Extract provided Start Marker

Documentation

CYGNUS Pro is a local inference runtime that adds proprioceptive readout and causal steering to a frozen Qwen-2.5-32B-Instruct model. The runtime serves an OpenAI-compatible chat API plus two new endpoints — /v1/telemetry and /v1/steer — that read and write the model's behavioral channel.

Contents

Install
Authentication
API endpoints
Probe roster
Steering
Security model (Patent VII)
Limits and known issues

Install

Sign up on /signup. You'll receive an activation token by email.
Download CYGNUS Pro for your platform from /download. Linux x86_64 is generally available; macOS and Windows builds in private beta.
Run the AppImage. On first launch, paste your activation token. The app will derive a per-device probe pack from the canonical adapter using Patent VII random-R sequencing.
The local server boots on http://127.0.0.1:7860. Confirm with curl http://127.0.0.1:7860/v1/health.

Authentication

Local API requests on 127.0.0.1:7860 are authenticated by the per-device license token loaded at startup. The cloud SaaS API on api.proprioceptiveai.com uses Stripe Customer Portal sessions for billing flows; license activation uses single-use tokens delivered via email.

API endpoints

GET /v1/health

Returns server status, version, adapter ID, and the list of available endpoints. No body.

GET /v1/probes

Returns the full 25-probe roster with best classifier method (linear / quadratic / multilayer) and within-arch AUC for each.

POST /v1/telemetry

Pure readout. Accepts {"text": "..."} or {"prompt": "..."}. Returns {mode, domain, care, confidence, probes} where probes is a dict from probe name to score in [0,1].

POST /v1/chat

OpenAI-compatible chat completion. Accepts {"messages": [...], "max_tokens": int, "temperature": float}. Returns the response plus the same telemetry object as above.

POST /v1/steer

Generate a response while steering the model along a probe direction. Body: {"messages": [...], "probe": "debugging_mode", "alpha": 2.0, "max_tokens": 100}. alpha is bounded to [-3, +3]. Returns the response plus a steering block with {probe, alpha, score_before, score_after_response, delta, best_method}.

Extract provided End Marker
Supplied information Start Marker

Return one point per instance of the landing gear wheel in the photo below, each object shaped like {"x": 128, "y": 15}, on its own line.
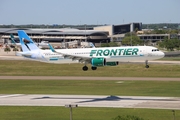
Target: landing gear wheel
{"x": 85, "y": 68}
{"x": 93, "y": 68}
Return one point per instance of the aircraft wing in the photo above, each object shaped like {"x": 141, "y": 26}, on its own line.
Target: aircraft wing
{"x": 73, "y": 57}
{"x": 24, "y": 54}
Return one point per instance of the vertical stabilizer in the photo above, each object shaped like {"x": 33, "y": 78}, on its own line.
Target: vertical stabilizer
{"x": 27, "y": 43}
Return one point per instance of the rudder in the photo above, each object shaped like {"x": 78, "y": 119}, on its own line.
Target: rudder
{"x": 27, "y": 43}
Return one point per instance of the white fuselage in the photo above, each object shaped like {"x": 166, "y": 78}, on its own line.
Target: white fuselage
{"x": 121, "y": 54}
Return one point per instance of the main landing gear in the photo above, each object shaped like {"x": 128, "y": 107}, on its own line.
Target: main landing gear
{"x": 85, "y": 68}
{"x": 146, "y": 62}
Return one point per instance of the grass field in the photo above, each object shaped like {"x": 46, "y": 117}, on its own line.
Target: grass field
{"x": 80, "y": 113}
{"x": 139, "y": 88}
{"x": 25, "y": 68}
{"x": 83, "y": 87}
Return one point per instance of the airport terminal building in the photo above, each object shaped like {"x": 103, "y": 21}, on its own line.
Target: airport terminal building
{"x": 100, "y": 34}
{"x": 96, "y": 35}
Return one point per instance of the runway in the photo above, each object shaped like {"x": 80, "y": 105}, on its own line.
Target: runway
{"x": 90, "y": 101}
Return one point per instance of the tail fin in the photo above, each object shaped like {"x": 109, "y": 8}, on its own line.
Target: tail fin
{"x": 26, "y": 42}
{"x": 92, "y": 45}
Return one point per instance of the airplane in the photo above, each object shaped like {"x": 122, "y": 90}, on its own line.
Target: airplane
{"x": 42, "y": 44}
{"x": 97, "y": 57}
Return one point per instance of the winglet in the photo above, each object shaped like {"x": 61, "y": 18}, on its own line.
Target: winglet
{"x": 51, "y": 48}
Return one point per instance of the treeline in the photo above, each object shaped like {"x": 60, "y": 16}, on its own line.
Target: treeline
{"x": 49, "y": 26}
{"x": 144, "y": 26}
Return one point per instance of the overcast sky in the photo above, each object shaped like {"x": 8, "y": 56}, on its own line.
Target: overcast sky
{"x": 77, "y": 12}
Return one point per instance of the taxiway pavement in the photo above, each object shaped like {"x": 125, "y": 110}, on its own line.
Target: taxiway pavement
{"x": 90, "y": 101}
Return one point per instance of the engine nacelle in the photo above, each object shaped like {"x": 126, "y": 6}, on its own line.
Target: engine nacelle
{"x": 112, "y": 63}
{"x": 98, "y": 62}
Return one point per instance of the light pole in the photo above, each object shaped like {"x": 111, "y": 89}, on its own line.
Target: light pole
{"x": 85, "y": 33}
{"x": 71, "y": 106}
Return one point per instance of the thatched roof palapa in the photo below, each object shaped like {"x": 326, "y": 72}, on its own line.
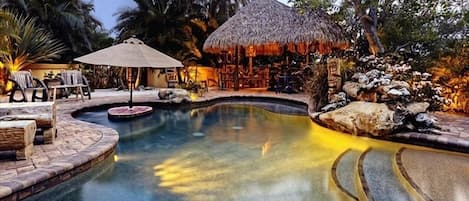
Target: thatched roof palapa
{"x": 269, "y": 25}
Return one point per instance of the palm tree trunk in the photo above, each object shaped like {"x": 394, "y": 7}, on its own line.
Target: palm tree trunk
{"x": 369, "y": 23}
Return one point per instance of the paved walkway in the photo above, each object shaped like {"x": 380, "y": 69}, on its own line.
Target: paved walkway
{"x": 79, "y": 141}
{"x": 454, "y": 134}
{"x": 446, "y": 179}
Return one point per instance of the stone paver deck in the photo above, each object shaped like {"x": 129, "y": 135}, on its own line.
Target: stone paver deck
{"x": 78, "y": 142}
{"x": 446, "y": 179}
{"x": 454, "y": 134}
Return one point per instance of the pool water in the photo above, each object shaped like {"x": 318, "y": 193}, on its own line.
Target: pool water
{"x": 220, "y": 152}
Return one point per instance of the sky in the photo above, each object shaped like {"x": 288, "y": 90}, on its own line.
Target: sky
{"x": 104, "y": 10}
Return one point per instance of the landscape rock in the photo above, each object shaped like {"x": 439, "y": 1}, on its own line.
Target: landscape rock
{"x": 423, "y": 120}
{"x": 417, "y": 107}
{"x": 362, "y": 118}
{"x": 400, "y": 84}
{"x": 368, "y": 96}
{"x": 351, "y": 89}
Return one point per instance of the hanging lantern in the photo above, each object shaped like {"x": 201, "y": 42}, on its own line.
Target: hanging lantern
{"x": 250, "y": 51}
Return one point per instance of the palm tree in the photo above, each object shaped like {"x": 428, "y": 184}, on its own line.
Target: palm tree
{"x": 27, "y": 43}
{"x": 70, "y": 21}
{"x": 177, "y": 27}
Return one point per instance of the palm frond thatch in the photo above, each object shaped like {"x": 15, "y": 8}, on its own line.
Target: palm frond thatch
{"x": 269, "y": 26}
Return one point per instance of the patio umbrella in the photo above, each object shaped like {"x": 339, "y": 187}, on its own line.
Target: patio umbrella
{"x": 132, "y": 53}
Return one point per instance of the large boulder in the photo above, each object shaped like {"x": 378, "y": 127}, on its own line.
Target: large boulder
{"x": 351, "y": 89}
{"x": 362, "y": 118}
{"x": 174, "y": 95}
{"x": 417, "y": 107}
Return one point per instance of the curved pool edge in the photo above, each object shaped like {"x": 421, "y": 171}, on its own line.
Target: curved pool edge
{"x": 60, "y": 170}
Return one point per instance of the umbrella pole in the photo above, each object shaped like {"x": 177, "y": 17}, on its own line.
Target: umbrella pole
{"x": 236, "y": 79}
{"x": 131, "y": 90}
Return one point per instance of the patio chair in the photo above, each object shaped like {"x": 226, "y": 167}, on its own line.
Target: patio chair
{"x": 73, "y": 78}
{"x": 24, "y": 81}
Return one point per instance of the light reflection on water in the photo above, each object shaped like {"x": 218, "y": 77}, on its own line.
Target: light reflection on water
{"x": 247, "y": 153}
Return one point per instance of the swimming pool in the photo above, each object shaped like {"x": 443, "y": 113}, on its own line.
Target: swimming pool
{"x": 230, "y": 151}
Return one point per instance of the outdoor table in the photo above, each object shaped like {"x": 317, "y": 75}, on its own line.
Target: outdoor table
{"x": 77, "y": 86}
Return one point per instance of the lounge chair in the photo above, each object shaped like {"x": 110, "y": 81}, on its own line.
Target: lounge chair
{"x": 24, "y": 81}
{"x": 74, "y": 77}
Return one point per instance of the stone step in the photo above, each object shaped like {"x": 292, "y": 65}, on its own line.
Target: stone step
{"x": 343, "y": 173}
{"x": 378, "y": 179}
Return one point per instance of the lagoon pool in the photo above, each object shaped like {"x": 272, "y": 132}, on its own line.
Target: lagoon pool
{"x": 235, "y": 151}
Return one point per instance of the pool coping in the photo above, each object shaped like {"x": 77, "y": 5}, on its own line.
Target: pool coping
{"x": 60, "y": 170}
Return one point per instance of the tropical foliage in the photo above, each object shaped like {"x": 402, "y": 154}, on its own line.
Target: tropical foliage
{"x": 421, "y": 28}
{"x": 176, "y": 27}
{"x": 24, "y": 43}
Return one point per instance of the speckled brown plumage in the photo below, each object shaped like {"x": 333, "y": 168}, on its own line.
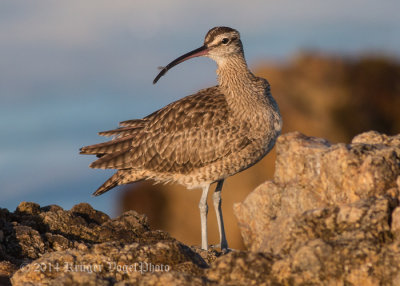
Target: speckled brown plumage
{"x": 202, "y": 138}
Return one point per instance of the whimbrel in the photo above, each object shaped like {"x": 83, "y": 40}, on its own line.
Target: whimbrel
{"x": 202, "y": 138}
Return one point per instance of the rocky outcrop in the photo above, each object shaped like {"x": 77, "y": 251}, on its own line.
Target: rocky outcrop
{"x": 331, "y": 216}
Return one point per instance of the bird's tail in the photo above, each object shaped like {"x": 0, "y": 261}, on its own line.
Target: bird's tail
{"x": 115, "y": 180}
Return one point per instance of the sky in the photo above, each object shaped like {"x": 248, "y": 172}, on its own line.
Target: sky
{"x": 69, "y": 69}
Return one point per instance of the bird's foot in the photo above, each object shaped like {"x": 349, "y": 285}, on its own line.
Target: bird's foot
{"x": 223, "y": 250}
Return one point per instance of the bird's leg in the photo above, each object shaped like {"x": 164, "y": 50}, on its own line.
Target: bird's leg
{"x": 203, "y": 217}
{"x": 218, "y": 211}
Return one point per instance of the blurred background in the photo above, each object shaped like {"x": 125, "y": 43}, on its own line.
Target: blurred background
{"x": 69, "y": 69}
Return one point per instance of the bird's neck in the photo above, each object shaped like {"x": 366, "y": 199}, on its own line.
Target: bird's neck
{"x": 242, "y": 90}
{"x": 233, "y": 73}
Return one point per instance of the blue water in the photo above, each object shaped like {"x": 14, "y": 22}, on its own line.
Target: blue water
{"x": 71, "y": 69}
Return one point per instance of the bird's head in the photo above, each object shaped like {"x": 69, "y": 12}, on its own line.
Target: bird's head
{"x": 220, "y": 43}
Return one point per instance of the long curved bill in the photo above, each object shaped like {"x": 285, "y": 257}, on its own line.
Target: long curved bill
{"x": 195, "y": 53}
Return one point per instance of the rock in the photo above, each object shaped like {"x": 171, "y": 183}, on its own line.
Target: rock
{"x": 312, "y": 173}
{"x": 330, "y": 217}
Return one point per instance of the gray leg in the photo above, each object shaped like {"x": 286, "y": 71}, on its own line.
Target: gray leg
{"x": 203, "y": 217}
{"x": 218, "y": 211}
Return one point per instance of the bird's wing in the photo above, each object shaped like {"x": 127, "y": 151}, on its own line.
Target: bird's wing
{"x": 186, "y": 134}
{"x": 190, "y": 133}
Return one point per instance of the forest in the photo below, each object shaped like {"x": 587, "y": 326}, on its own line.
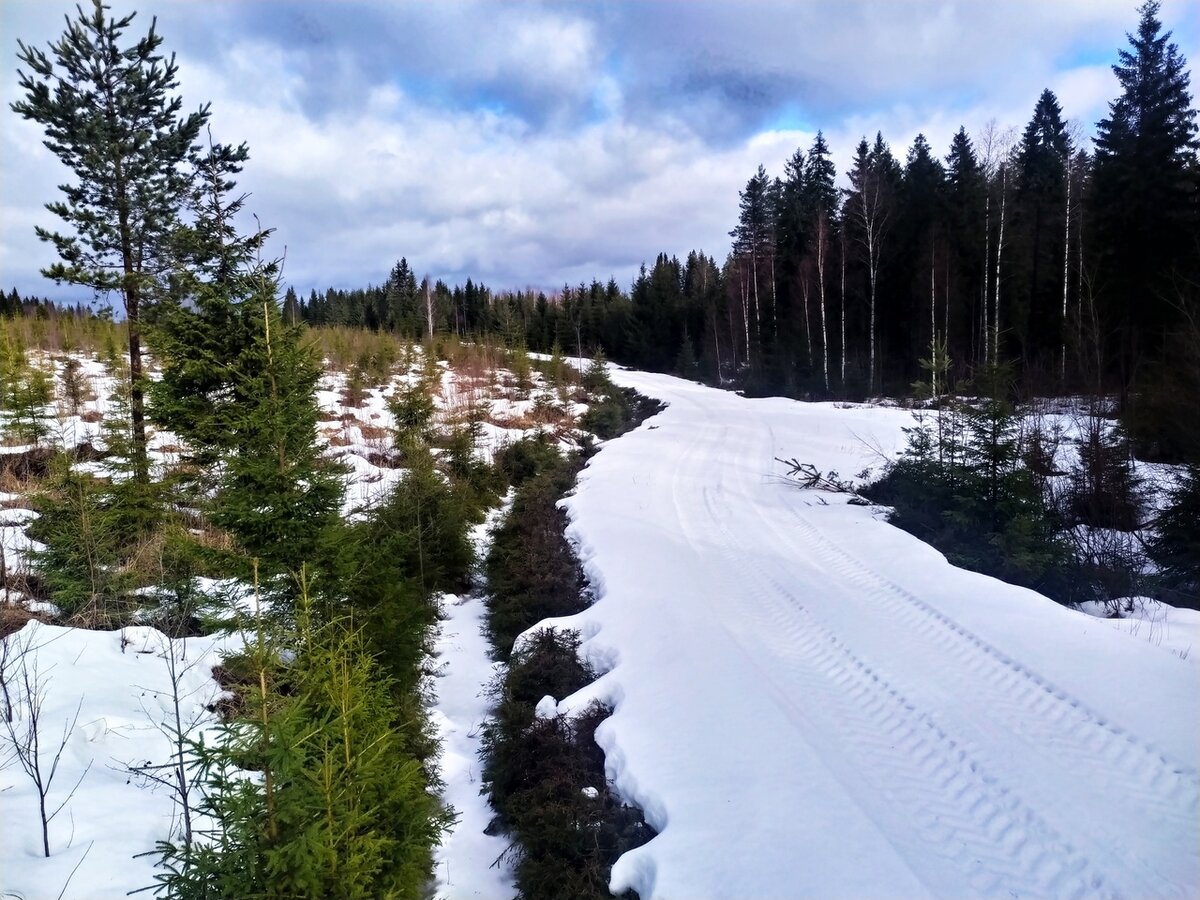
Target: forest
{"x": 966, "y": 282}
{"x": 1075, "y": 261}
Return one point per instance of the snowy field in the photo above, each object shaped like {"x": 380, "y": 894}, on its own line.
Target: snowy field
{"x": 810, "y": 702}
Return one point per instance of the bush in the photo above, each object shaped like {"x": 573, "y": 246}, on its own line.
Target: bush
{"x": 963, "y": 487}
{"x": 1175, "y": 547}
{"x": 532, "y": 570}
{"x": 546, "y": 777}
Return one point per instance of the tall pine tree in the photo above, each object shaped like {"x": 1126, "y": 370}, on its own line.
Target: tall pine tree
{"x": 111, "y": 118}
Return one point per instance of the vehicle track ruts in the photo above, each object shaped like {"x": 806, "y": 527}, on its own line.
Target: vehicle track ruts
{"x": 924, "y": 789}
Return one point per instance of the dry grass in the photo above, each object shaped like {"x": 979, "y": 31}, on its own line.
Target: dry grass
{"x": 13, "y": 618}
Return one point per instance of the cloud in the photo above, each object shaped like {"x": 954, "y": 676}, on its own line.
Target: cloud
{"x": 543, "y": 143}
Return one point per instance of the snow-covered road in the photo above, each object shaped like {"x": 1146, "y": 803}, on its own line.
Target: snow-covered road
{"x": 810, "y": 702}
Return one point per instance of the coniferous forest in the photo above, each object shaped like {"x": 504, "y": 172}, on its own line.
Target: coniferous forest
{"x": 1074, "y": 261}
{"x": 209, "y": 495}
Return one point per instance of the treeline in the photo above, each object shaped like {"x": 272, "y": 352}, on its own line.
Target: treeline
{"x": 328, "y": 712}
{"x": 13, "y": 305}
{"x": 1080, "y": 267}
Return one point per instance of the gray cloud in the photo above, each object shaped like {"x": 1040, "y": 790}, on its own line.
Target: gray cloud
{"x": 546, "y": 143}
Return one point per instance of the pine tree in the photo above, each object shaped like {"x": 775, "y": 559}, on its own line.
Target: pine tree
{"x": 965, "y": 196}
{"x": 109, "y": 117}
{"x": 239, "y": 385}
{"x": 1146, "y": 180}
{"x": 1042, "y": 161}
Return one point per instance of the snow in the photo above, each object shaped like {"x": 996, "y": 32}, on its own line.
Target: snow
{"x": 119, "y": 683}
{"x": 466, "y": 863}
{"x": 811, "y": 702}
{"x": 808, "y": 701}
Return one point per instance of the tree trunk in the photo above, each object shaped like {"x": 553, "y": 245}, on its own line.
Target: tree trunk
{"x": 822, "y": 238}
{"x": 844, "y": 310}
{"x": 1066, "y": 270}
{"x": 1000, "y": 251}
{"x": 933, "y": 321}
{"x": 987, "y": 274}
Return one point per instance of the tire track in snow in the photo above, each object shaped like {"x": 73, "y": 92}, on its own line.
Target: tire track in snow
{"x": 1044, "y": 717}
{"x": 936, "y": 791}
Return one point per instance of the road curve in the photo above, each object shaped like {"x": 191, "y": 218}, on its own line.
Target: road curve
{"x": 811, "y": 703}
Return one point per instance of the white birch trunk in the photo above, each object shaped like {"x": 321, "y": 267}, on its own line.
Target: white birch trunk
{"x": 822, "y": 240}
{"x": 844, "y": 309}
{"x": 933, "y": 319}
{"x": 1000, "y": 252}
{"x": 1066, "y": 269}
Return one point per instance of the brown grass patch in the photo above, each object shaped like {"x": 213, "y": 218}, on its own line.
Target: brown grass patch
{"x": 13, "y": 618}
{"x": 372, "y": 432}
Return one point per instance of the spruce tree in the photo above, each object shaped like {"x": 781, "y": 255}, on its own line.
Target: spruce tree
{"x": 239, "y": 385}
{"x": 111, "y": 118}
{"x": 1144, "y": 202}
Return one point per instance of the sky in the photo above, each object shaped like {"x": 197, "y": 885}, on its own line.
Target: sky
{"x": 535, "y": 144}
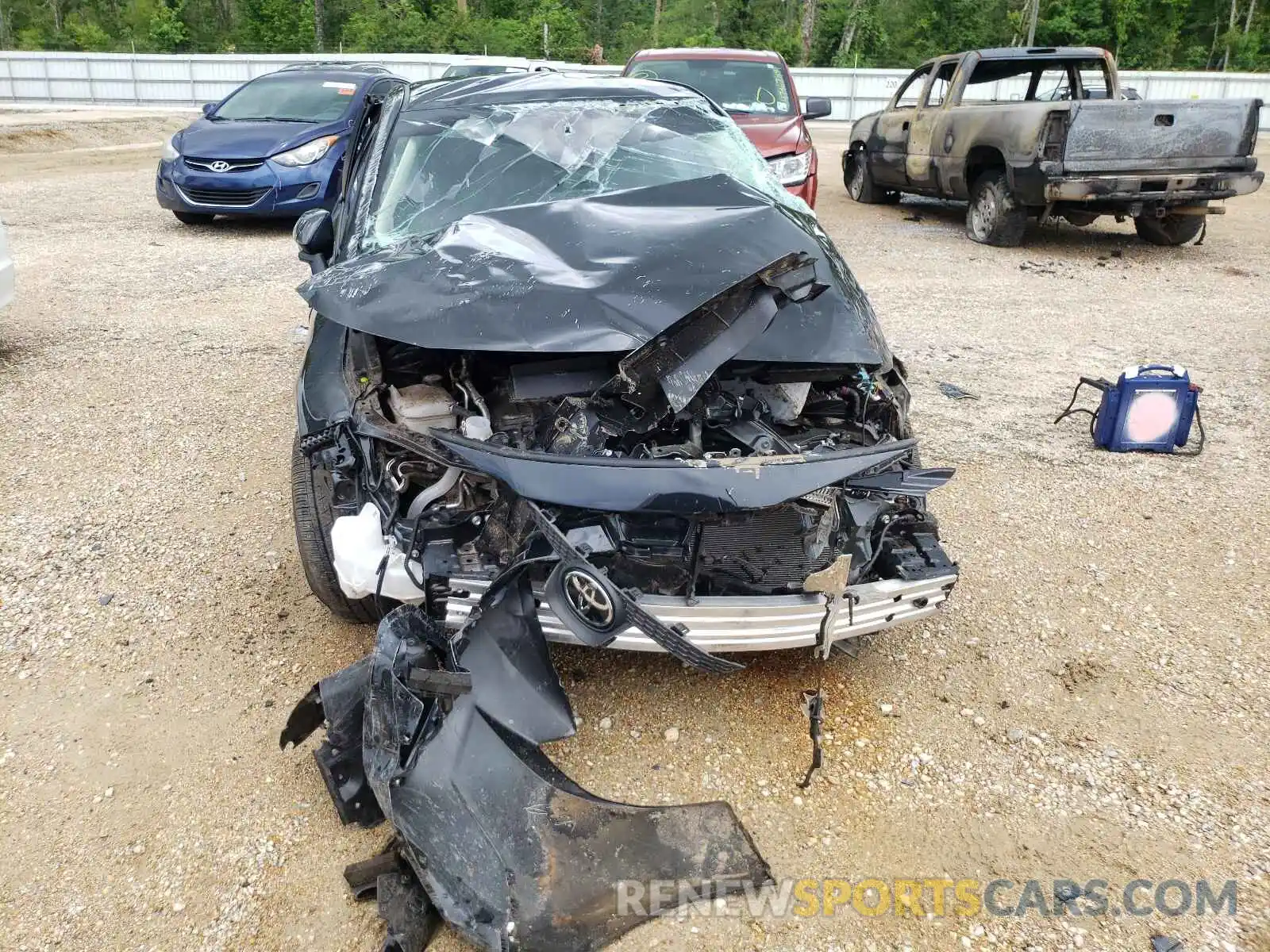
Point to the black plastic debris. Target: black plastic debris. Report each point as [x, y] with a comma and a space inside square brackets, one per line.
[954, 393]
[489, 835]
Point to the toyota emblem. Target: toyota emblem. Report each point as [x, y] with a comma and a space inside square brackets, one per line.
[588, 600]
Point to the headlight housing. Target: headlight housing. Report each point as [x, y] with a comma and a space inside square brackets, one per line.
[791, 169]
[308, 154]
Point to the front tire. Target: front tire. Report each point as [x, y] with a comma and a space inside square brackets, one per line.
[859, 181]
[194, 217]
[1170, 230]
[995, 216]
[310, 505]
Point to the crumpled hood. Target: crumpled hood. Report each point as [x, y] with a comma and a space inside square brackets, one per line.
[772, 137]
[605, 273]
[245, 140]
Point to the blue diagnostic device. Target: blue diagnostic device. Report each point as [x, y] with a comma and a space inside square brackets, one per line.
[1149, 408]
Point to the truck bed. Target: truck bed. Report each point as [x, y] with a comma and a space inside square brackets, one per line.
[1160, 135]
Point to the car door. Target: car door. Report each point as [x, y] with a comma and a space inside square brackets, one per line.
[891, 145]
[926, 130]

Supplied information End Marker

Aim of the exercise — Reproduce word for word the passage of the CYGNUS Pro documentation starting at "POST /v1/telemetry" and ending at "score in [0,1].". You won't need the records for anything here.

Response to this exercise —
POST /v1/telemetry

Pure readout. Accepts {"text": "..."} or {"prompt": "..."}. Returns {mode, domain, care, confidence, probes} where probes is a dict from probe name to score in [0,1].